▸ PAGE

● ● ● ● ●

# Meet "Reba"



## Felix's Proud Mammy (Jul 10, 2012)

On Monday, me and my fiance headed down to Baton Rouge from Shreveport to pick up our second GSD foster since we had such great luck in rehoming our last and the local shelters are horrible at getting back to anyone. When we met her we were told her name was Lindy but she didn't answer to, nor acknowledge it at all so we changed it to "Reba" and she seems to like it. She's a bit on the tiny side (45 lbs--but every dog looks tiny next to our 91 lb beast). We were told she was a year and a half but it's hard to tell. Anyway... in the short time that we've had her she's already learned how to walk on a leash, how to sit and is even house trained with NO accidents since we've brought her home with us. The fiance loves her so much he's talking about foster failing already. I know you guys love pictures so here she is! She rides backwards!


----------



## Bear GSD (Apr 12, 2012)

Aww, she's beautiful! How great are you for helping out! I hope you are a foster failure for Reba's sake


----------



## mandiah89 (Jan 18, 2013)

● ● ● ● ●

▸ AIM
Write the next part of the thread about fostering Reba, picking up after its last line. The material below has no connection to the thread about fostering Reba.

● ● ● ● ●

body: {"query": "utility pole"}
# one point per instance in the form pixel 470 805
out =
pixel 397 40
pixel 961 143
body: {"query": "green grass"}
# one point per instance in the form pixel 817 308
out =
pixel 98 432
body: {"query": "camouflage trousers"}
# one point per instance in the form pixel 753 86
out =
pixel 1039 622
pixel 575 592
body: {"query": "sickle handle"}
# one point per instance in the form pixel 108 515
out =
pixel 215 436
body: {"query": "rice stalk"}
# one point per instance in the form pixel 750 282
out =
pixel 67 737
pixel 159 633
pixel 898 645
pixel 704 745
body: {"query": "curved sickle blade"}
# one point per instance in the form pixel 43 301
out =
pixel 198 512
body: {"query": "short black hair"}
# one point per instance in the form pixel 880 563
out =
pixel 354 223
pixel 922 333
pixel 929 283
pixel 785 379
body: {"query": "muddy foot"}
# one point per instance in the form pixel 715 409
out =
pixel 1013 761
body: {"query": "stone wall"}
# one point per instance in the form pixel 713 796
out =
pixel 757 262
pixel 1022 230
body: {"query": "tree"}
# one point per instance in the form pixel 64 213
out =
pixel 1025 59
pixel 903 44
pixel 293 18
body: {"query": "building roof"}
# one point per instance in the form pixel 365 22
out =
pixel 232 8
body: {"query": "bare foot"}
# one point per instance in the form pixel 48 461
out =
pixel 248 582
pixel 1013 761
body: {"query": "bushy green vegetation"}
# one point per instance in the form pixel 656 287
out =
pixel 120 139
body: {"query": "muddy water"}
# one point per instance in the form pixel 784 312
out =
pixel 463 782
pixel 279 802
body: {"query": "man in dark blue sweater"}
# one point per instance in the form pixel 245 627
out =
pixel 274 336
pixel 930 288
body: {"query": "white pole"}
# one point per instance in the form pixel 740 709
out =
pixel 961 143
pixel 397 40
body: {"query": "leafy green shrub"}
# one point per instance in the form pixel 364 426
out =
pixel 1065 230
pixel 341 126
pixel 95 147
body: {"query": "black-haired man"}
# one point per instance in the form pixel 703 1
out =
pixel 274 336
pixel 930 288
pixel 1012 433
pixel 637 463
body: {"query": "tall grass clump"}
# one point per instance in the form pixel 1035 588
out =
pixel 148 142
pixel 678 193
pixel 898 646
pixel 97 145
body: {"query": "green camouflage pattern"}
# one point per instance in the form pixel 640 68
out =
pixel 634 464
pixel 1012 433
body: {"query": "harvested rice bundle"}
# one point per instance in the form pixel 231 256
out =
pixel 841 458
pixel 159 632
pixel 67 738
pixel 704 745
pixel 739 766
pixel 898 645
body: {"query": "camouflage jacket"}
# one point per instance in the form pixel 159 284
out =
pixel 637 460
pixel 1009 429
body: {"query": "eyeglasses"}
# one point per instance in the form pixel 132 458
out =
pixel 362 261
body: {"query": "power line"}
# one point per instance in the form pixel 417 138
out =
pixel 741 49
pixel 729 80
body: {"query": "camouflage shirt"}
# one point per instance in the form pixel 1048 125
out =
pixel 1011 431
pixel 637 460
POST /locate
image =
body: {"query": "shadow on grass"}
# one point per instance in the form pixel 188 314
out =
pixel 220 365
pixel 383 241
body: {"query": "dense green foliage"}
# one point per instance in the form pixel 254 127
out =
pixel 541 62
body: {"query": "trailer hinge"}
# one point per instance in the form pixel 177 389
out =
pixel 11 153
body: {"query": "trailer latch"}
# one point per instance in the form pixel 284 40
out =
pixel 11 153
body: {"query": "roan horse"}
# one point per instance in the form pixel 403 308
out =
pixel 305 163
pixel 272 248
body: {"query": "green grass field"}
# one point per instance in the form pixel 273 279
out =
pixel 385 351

● ● ● ● ●

▸ WRITTEN ANSWER
shes beautiful! what does foster fail mean foster to adopt?


----------



## Felix's Proud Mammy (Jul 10, 2012)

Yes; foster to adopt. 


Sent from Petguide.com Free App


----------



## Sunflowers (Feb 17, 2012)

Ha! She's no foster... Look at her in the last pic ...


----------



## Loneforce (Feb 12, 2012)

Sounds and looks like a keeper to me. :congratulations:


----------



## 1sttimeforgsd (Jul 29, 2010)

She looks like she feels right at home in that last picture, she is a beauty, thanks for sharing with us.


----------



## Felix's Proud Mammy (Jul 10, 2012)

Sunflowers said:


> Ha! She's no foster... Look at her in the last pic ...


 
Right? The fiance spoils her downright ROTTEN!


----------



## lorihd (Nov 30, 2011)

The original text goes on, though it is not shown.